*Selected extract*:
= = = =

From the Michigan Penal Code.....

*750.227d Transporting or possessing firearm in or upon motor* *vehicle** or self-propelled **vehicle** designed for land travel; conditions; violation as misdemeanor; penalty.*

Sec. 227d.
(1) Except as otherwise permitted by law, a person shall not transport or possess in or upon a motor vehicle or any self-propelled vehicle designed for land travel a firearm, other than a pistol, unless the firearm is unloaded and is 1 or more of the following:
(a) Taken down.
(b) Enclosed in a case.
(c) Carried in the trunk of the vehicle.
(d) Inaccessible from the interior of the vehicle.

*750.227 Concealed weapons; carrying; penalty.*

Sec. 227.

(2) A person shall not carry a pistol concealed on or about his or her person, or, whether concealed or otherwise, in a vehicle operated or occupied by the person, except in his or her dwelling house, place of business, or on other land possessed by the person, without a license to carry the pistol as provided by law and if licensed, shall not carry the pistol in a place or manner inconsistent with any restrictions upon such license.


----------



## Ranger Ray (Mar 2, 2003)

Would bike be considered a motor vehicle under this law? Doubt it. A bike is not self propelled as per the definition of "self propelled". I say you can shoot while on bike. Not sure its a safe thing to do, but that's not the question.


----------



## magnumhntr (Aug 18, 2003)

My interpretation of the laws as provided above would be that it is acceptable to hunt/shoot from a bicycle ~ but the weapon could not be concealed unless the individual has a CPL. 

With that being said ~ lol ~ I would love to see this done ( from a safe distance of course ). Most people cannot walk and chew bubble gum at the same time... imagine the damage to ones person while riding a bike and concentrating on a target... Darwin would be proud ;-)

-Chris


----------



## 2508speed (Jan 6, 2011)

magnumhntr said:


> My interpretation of the laws as provided above would be that it is acceptable to hunt/shoot from a bicycle ~ but the weapon could not be concealed unless the individual has a CPL.
> 
> With that being said ~ lol ~ I would love to see this done ( from a safe distance of course ). Most people cannot walk and chew bubble gum at the same time... imagine the damage to ones person while riding a bike and concentrating on a target... Darwin would be proud ;-)
> 
> -Chris


Wow ! Didn't mean to get you into this deadshort!lol I can walk and chew bubble gum at the same time! You must exit your bike magnumhntr! Letter of law!


----------



## dead short (Sep 15, 2009)

This is fun stuff.....


Sent from my iPhone using Ohub Campfire


----------



## plugger (Aug 8, 2001)

magnumhntr said:


> My interpretation of the laws as provided above would be that it is acceptable to hunt/shoot from a bicycle ~ but the weapon could not be concealed unless the individual has a CPL.
> 
> With that being said ~ lol ~ I would love to see this done ( from a safe distance of course ). Most people cannot walk and chew bubble gum at the same time... imagine the damage to ones person while riding a bike and concentrating on a target... Darwin would be proud ;-)
> 
> -Chris


 Training wheels!


----------



## Quack Addict (Aug 10, 2006)

2508speed said:


> I never meant for my question to be anti gun.


I wasn't trying to be a crank but the comment about "let's change the law" so a legal CPL can not OC in/on a motor vehicle... I can't see how to interpret it any other way than more regulation... and that is anti-gun. If I'm wrong, tell me how. I am always open minded and willing to learn. I consider forums like this as discussion, not a 1-sided dictation.

= = = =

*Exercise objective*:
Which Michigan Penal Code section number does the thread give for concealed weapons? Answer from the thread alone.

Image entries on named regions:
= = = =

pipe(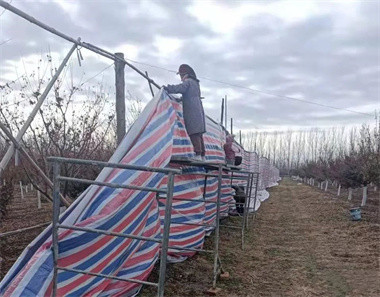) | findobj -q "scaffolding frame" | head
[171,157,259,289]
[48,157,258,297]
[48,157,183,297]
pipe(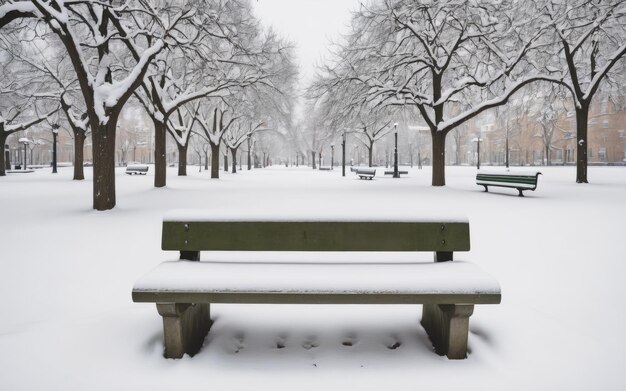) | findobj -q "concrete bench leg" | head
[422,304,474,359]
[157,303,212,358]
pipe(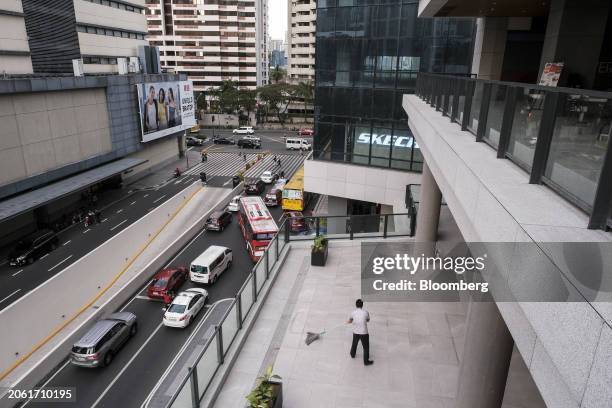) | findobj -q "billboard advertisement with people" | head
[136,81,196,142]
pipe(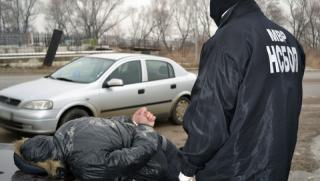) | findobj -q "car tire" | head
[57,108,89,129]
[171,97,190,125]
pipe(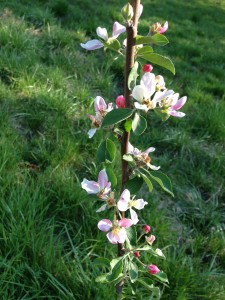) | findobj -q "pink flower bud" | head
[134,251,141,257]
[142,64,153,73]
[145,234,155,245]
[142,225,151,233]
[148,264,160,275]
[116,95,126,108]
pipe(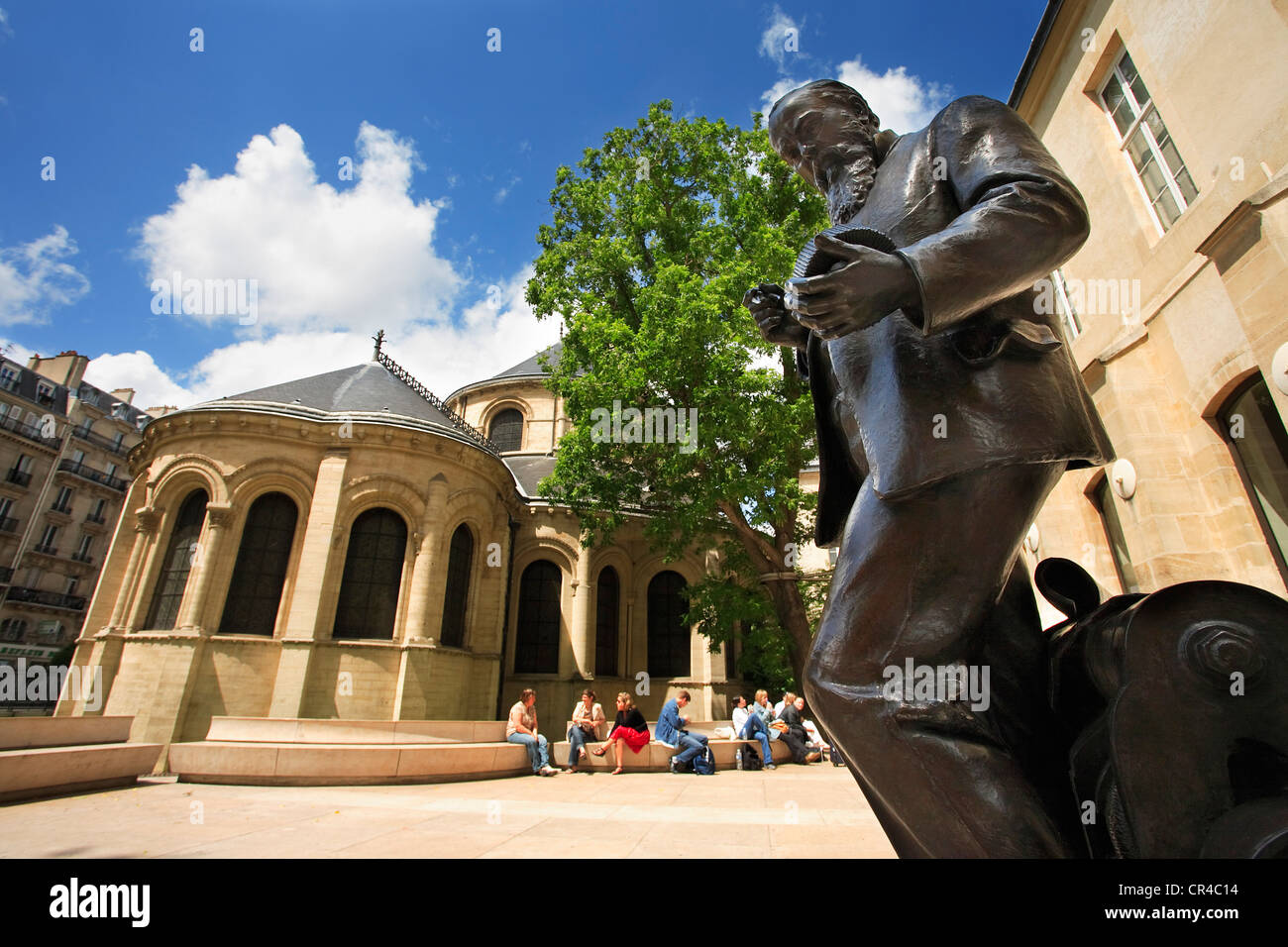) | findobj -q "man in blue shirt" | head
[653,690,707,773]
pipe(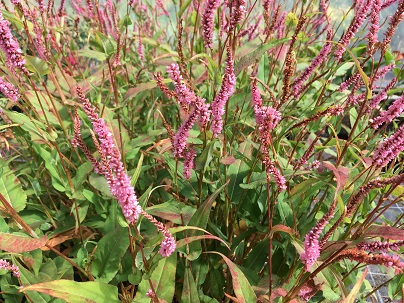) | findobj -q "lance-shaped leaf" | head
[20,280,120,303]
[208,251,257,303]
[0,233,48,253]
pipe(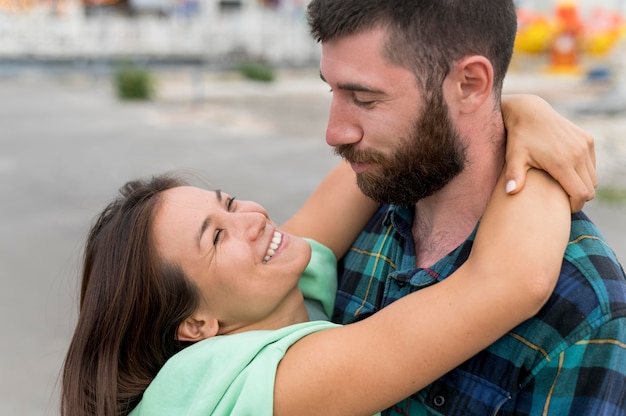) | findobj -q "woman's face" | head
[154,186,310,334]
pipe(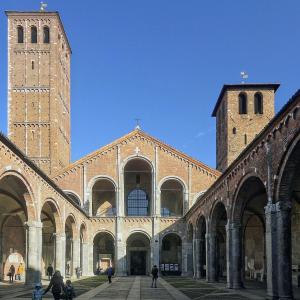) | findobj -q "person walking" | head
[43,271,65,300]
[47,264,54,281]
[65,280,76,300]
[107,266,113,283]
[7,265,16,283]
[151,265,158,288]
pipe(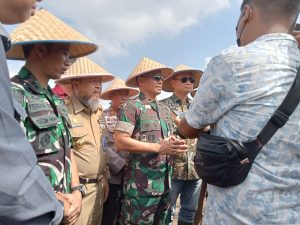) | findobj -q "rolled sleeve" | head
[185,56,236,129]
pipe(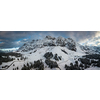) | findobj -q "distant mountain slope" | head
[0,36,100,70]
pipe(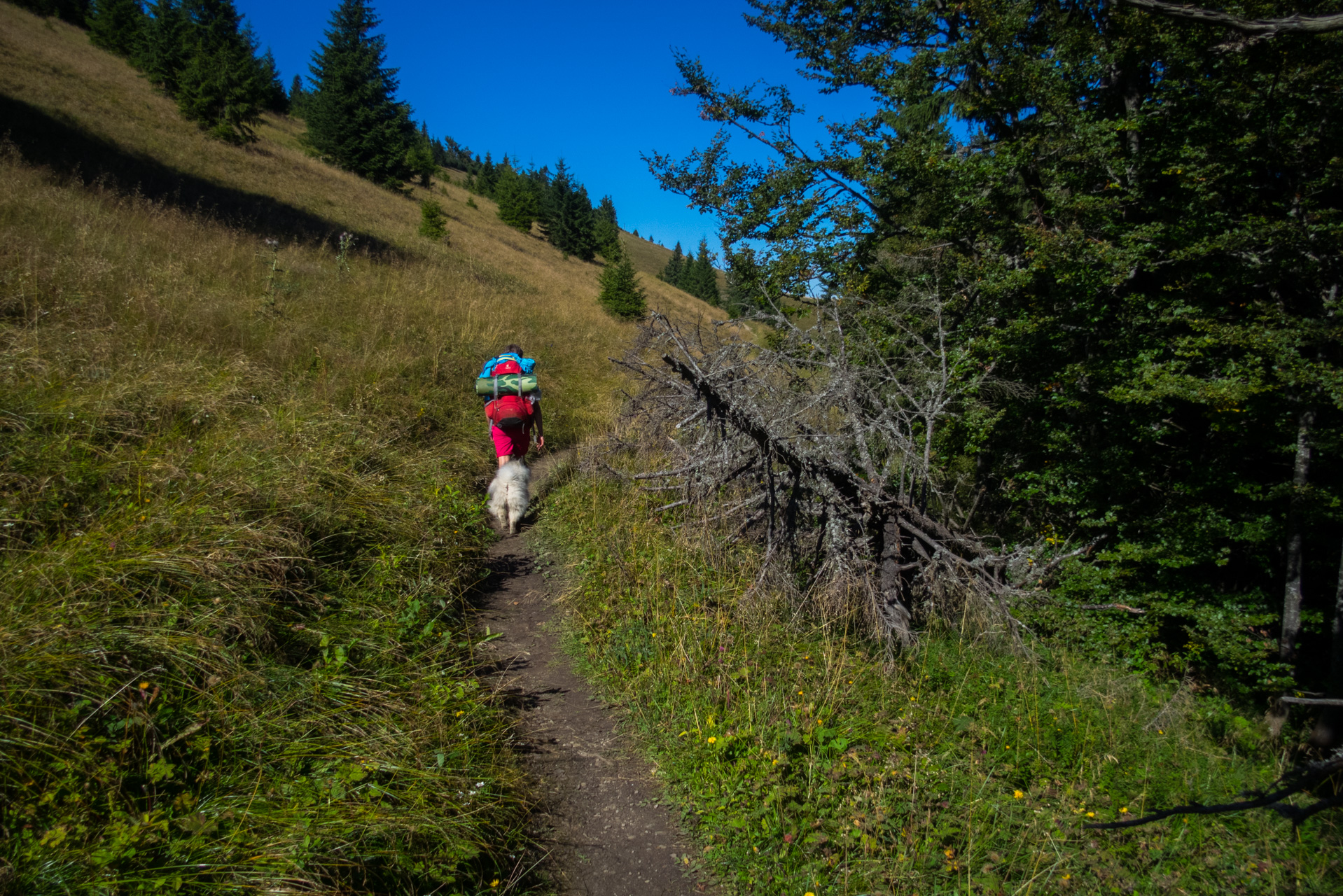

= = = =

*Exercise result*:
750.227